## SET EXERCISE
Copy out only the span from the line with "Put a pin on every instance of the winglet" to the end of the data, both ends kept, word for word.

## Dataset excerpt
☆ ☆ ☆ ☆ ☆
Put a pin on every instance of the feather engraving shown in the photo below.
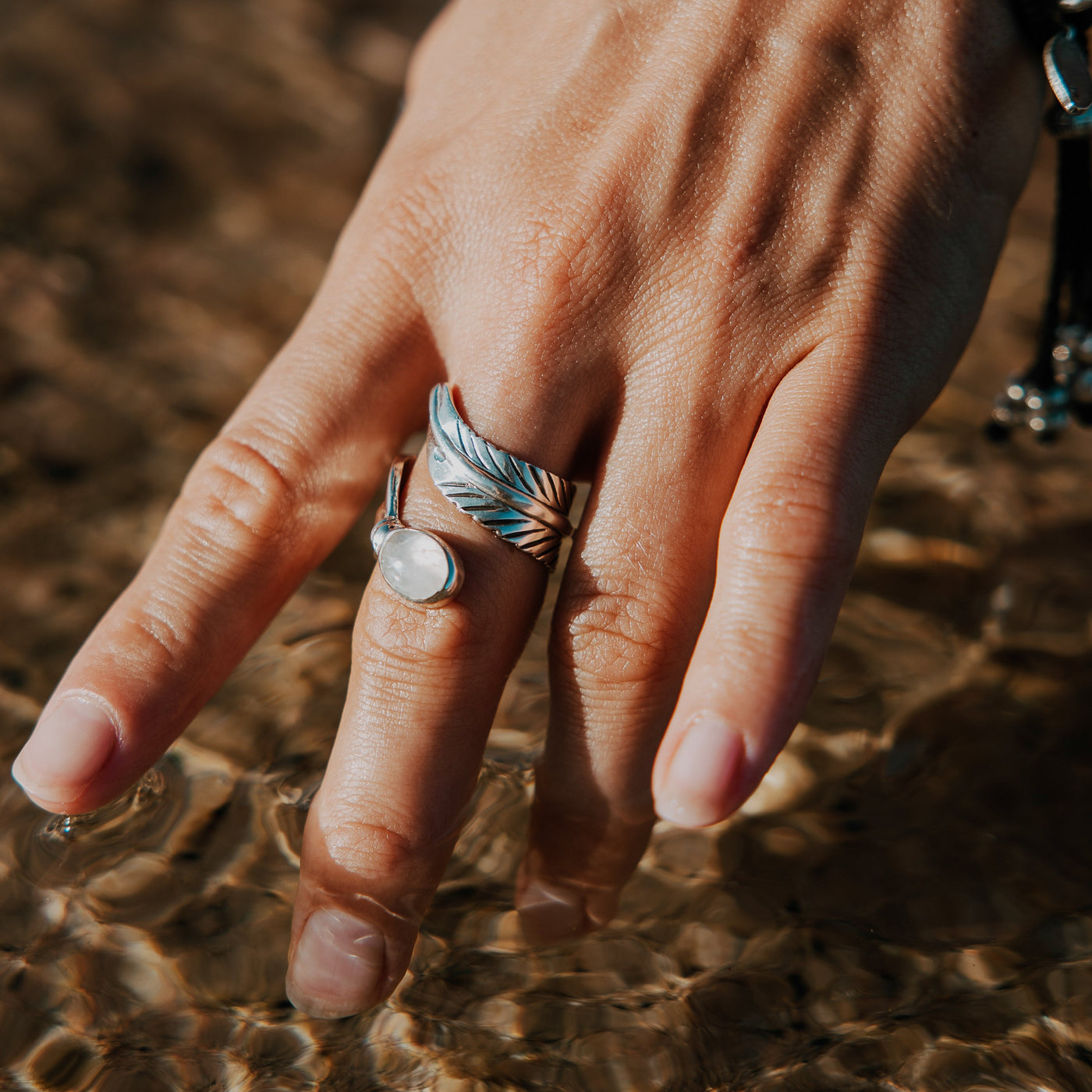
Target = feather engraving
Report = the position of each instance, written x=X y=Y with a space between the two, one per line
x=524 y=505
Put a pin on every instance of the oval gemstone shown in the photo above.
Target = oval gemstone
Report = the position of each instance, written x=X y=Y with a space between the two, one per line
x=417 y=566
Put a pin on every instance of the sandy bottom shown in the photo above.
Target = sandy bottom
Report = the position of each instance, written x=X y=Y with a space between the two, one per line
x=906 y=903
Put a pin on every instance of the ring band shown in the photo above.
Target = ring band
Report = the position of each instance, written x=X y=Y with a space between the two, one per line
x=417 y=565
x=518 y=502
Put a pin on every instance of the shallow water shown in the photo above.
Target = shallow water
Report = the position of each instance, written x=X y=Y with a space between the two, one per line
x=906 y=903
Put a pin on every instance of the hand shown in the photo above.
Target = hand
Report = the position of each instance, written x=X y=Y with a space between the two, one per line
x=715 y=257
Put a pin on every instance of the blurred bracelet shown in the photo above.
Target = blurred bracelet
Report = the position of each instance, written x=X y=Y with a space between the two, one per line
x=1057 y=385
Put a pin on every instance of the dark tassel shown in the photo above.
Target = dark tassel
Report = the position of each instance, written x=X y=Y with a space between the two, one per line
x=1057 y=387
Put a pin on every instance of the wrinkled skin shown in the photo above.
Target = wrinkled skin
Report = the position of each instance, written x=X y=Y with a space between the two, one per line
x=712 y=256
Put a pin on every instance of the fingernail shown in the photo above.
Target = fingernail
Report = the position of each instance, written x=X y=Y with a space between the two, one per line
x=551 y=913
x=338 y=966
x=68 y=748
x=701 y=772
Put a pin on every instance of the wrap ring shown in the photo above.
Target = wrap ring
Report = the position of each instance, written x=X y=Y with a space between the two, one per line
x=524 y=505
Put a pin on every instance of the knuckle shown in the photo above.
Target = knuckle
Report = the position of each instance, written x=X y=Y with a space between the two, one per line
x=615 y=636
x=398 y=639
x=237 y=499
x=800 y=522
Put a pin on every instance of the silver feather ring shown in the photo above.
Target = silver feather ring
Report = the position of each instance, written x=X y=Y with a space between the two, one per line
x=522 y=504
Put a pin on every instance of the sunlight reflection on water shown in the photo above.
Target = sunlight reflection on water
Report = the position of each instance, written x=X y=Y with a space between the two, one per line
x=906 y=903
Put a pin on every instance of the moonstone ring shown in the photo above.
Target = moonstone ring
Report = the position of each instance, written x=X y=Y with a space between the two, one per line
x=417 y=565
x=518 y=502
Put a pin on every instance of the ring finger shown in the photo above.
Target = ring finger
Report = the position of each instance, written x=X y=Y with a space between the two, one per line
x=425 y=685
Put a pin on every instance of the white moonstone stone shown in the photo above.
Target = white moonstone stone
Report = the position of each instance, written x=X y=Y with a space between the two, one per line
x=415 y=565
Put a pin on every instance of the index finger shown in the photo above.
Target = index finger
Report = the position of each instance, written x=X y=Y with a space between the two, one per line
x=265 y=502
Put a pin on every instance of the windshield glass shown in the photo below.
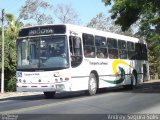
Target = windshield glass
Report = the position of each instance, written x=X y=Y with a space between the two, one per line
x=42 y=52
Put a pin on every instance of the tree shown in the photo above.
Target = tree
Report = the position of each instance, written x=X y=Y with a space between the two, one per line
x=104 y=23
x=66 y=14
x=11 y=32
x=36 y=12
x=147 y=12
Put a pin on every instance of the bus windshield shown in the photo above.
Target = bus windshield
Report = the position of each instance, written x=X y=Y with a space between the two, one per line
x=43 y=52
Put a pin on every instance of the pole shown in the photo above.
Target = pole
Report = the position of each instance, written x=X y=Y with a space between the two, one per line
x=2 y=73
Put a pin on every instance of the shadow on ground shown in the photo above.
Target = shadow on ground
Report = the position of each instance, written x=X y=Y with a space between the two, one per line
x=148 y=88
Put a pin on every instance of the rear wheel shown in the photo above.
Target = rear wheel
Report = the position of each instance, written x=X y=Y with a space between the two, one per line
x=49 y=95
x=133 y=82
x=92 y=85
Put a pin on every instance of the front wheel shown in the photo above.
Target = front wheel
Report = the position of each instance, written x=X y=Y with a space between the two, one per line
x=49 y=95
x=92 y=85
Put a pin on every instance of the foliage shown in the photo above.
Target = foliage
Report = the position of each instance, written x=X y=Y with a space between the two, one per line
x=66 y=14
x=147 y=12
x=10 y=32
x=36 y=11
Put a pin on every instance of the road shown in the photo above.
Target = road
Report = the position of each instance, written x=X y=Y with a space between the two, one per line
x=145 y=99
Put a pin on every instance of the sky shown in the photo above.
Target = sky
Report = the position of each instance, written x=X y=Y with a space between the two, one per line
x=86 y=9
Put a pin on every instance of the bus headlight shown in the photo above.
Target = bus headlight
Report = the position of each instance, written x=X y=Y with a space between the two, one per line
x=20 y=80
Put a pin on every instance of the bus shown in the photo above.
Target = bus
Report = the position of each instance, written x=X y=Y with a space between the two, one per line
x=65 y=57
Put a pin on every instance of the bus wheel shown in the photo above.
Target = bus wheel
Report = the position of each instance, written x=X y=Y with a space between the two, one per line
x=133 y=82
x=92 y=84
x=49 y=95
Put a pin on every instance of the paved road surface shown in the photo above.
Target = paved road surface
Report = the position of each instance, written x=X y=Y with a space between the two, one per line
x=145 y=99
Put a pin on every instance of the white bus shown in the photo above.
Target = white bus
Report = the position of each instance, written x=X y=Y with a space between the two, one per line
x=64 y=57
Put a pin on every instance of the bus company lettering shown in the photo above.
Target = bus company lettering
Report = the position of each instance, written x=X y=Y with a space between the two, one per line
x=41 y=31
x=31 y=74
x=98 y=63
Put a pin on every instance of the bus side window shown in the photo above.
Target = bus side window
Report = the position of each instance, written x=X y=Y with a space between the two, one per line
x=88 y=45
x=122 y=49
x=112 y=48
x=101 y=47
x=75 y=51
x=131 y=50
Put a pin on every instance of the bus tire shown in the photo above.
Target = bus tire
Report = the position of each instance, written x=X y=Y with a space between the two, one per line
x=92 y=85
x=133 y=82
x=49 y=95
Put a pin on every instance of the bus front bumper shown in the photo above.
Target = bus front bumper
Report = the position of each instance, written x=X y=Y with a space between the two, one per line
x=57 y=87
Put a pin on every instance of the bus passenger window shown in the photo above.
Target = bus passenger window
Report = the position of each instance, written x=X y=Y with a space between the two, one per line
x=75 y=51
x=88 y=44
x=112 y=48
x=131 y=50
x=122 y=49
x=101 y=47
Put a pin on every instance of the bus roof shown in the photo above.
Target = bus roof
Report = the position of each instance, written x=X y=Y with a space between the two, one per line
x=82 y=29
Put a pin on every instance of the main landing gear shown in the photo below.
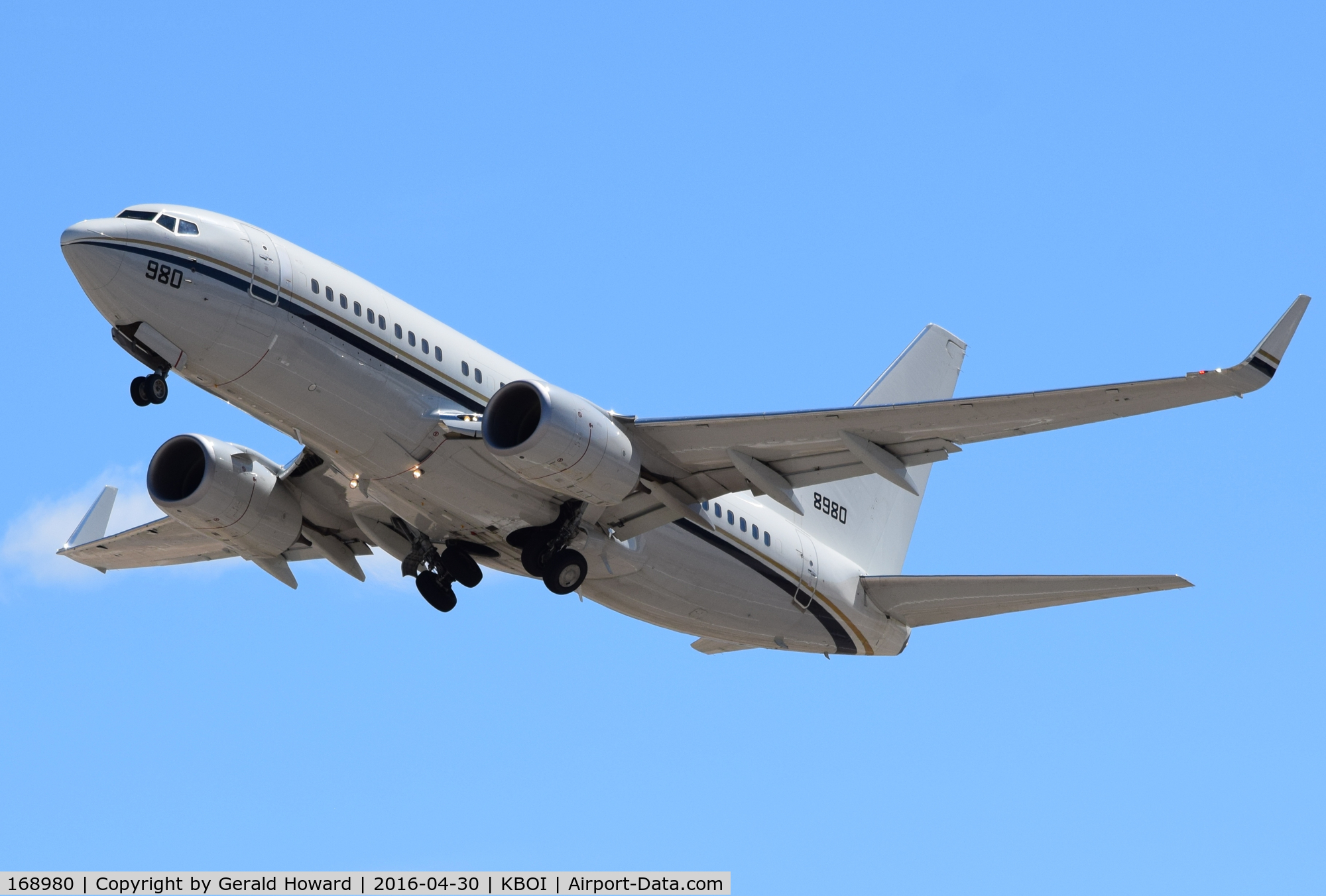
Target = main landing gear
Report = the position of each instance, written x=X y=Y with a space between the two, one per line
x=434 y=573
x=544 y=551
x=149 y=390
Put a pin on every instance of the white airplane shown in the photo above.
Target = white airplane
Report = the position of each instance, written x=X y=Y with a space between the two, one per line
x=778 y=531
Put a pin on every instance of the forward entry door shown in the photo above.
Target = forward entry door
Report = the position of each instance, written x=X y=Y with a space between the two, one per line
x=271 y=267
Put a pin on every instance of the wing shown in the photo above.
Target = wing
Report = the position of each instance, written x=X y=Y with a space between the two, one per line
x=162 y=543
x=778 y=453
x=929 y=600
x=332 y=531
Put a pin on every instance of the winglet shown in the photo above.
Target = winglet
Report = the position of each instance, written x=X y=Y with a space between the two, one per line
x=93 y=526
x=1268 y=353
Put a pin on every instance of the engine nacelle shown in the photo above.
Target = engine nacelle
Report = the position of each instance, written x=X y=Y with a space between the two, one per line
x=227 y=492
x=559 y=441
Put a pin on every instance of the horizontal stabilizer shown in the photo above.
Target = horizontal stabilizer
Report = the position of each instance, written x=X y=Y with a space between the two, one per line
x=929 y=600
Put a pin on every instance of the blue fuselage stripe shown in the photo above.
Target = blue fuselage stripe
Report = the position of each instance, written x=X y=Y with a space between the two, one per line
x=841 y=640
x=322 y=321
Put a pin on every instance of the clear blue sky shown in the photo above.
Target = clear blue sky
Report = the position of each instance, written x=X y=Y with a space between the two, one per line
x=685 y=210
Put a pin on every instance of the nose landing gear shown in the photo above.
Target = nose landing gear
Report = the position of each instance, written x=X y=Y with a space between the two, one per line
x=149 y=390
☆ ☆ ☆ ☆ ☆
## FULL SOLUTION
Put a pin on every instance of the winglet shown in the photo above.
Target = winglet
Report = the position of each instance, written x=X y=Y with a space between the two, one per line
x=93 y=526
x=1268 y=353
Put a pin on every instance of the engine nacelle shown in the photo above.
Target = engine nacelle
Report = the position of each instance, written x=X y=Y with a space between the two, one per line
x=227 y=492
x=559 y=441
Put a pin on every instance of the horizontal stabilizer shown in the photo above.
Target = horizontal stabilizer
Report = the position of each instance, written x=X y=Y with a space between the two, one per line
x=929 y=600
Put a pin on every instance of the blue fuselage stripe shown in the photo above.
Target = blue fuselage stripe
Report = the position of each instance, written x=X y=Y with a space between the two, one per line
x=841 y=640
x=322 y=321
Put a pin on every instance of the clear blue sky shown in the photo above.
Target = clear blue sky
Report = the position of each instance, written x=X y=Y with a space between the two, one per line
x=685 y=210
Put a pin on every instance of the nose landing gear shown in the photo above.
Target = nose landing gear
Report = the position of each instance, written x=X y=Y with a space between the two, one per line
x=149 y=390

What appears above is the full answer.